» **Source text**
Douglas Harris, Tulane University

Douglas N. Harris, Director of the Education Research Program at the Murphy Institute, is also Associate Professor of Economics, University Endowed Chair in Public Education, and the Director of the Education Research Alliance for New Orleans (Era-New Orleans).

Harris is an economist whose research explores how the level and equity of student educational outcomes are influenced by education policies such as desegregation, standards, teacher certification, test-based accountability, school choice, privatization, and school finance. As director of Era-New Orleans, his current work focuses on the effects of the unprecedented school reforms that emerged in New Orleans after Hurricane Katrina. In all of his work, he develops and utilizes rigorous and innovative research methods, including value-added modeling, cost analysis, randomized control trials, and quasi-experiments. His research is frequently cited in the national media and policy debates. He consults for elected officials at all levels of government as well as the U.S. Department of Education and seven state departments of education.Prior to joining Tulane University he was an Associate Professor at University of Wisconsin-Madison.

» **Data extract**
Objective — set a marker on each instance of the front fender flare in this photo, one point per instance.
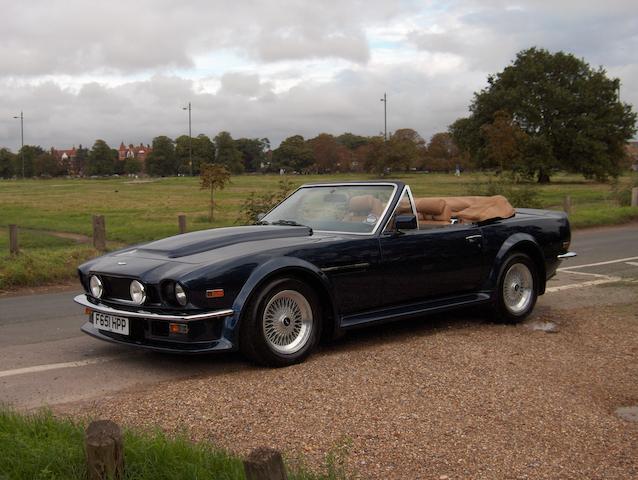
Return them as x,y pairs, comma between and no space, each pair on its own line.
270,269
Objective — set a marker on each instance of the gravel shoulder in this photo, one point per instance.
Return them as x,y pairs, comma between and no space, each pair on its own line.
451,396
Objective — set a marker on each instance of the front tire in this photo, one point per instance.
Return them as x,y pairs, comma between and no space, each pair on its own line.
282,325
517,289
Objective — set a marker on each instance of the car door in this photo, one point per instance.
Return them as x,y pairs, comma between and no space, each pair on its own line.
429,262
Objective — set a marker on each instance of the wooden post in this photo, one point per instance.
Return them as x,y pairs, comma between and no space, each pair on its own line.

» **What is asked**
a. Condense the paragraph of the Douglas Harris profile that begins "Harris is an economist" into a short bulleted list that keeps its main facts.
b. In the entries, start at the line containing "Objective — set a marker on each instance of the wooden" and continue through the last line of the entries. Write those lines out again with "wooden post" swapped for "fence post" and nothing else altered.

» **The results**
a.
- Economist studying how education policies affect the level and equity of student outcomes. The policies include desegregation, standards, teacher certification, test-based accountability, school choice, privatization and school finance.
- As director of Era-New Orleans, he currently studies the effects of the school reforms that emerged in New Orleans after Hurricane Katrina.
- Uses rigorous, innovative methods: value-added modeling, cost analysis, randomized control trials and quasi-experiments.
- His research is frequently cited in national media and policy debates.
- Consults for elected officials at all levels of government, the U.S. Department of Education and seven state departments of education.
- Previously an Associate Professor at the University of Wisconsin-Madison.

b.
Objective — set a marker on each instance of the fence post in this photo, one point per instance.
Return them as x,y pairs, comma between and no space, each pair on its own line.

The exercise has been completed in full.